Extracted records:
:::::
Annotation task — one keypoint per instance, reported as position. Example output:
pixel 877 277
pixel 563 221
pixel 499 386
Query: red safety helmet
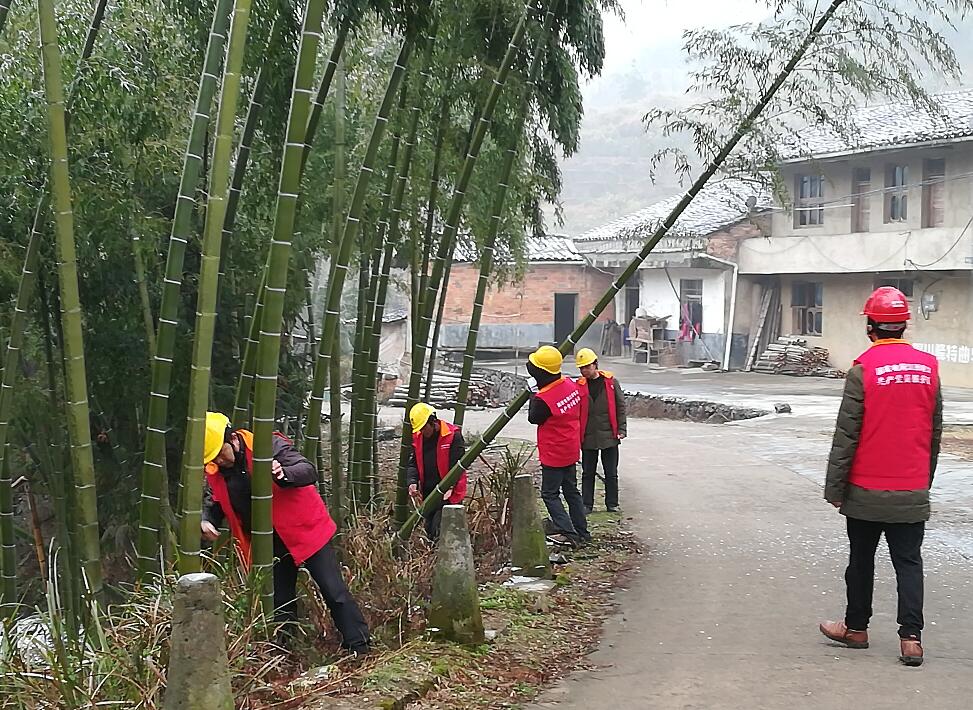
pixel 887 305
:::::
Exercise details. Only the lines from the one holding "pixel 877 277" through the end of the data are to be printed, exactly as they stand and with no pictures.

Answer below.
pixel 877 277
pixel 563 221
pixel 499 386
Query: red safety helmet
pixel 887 305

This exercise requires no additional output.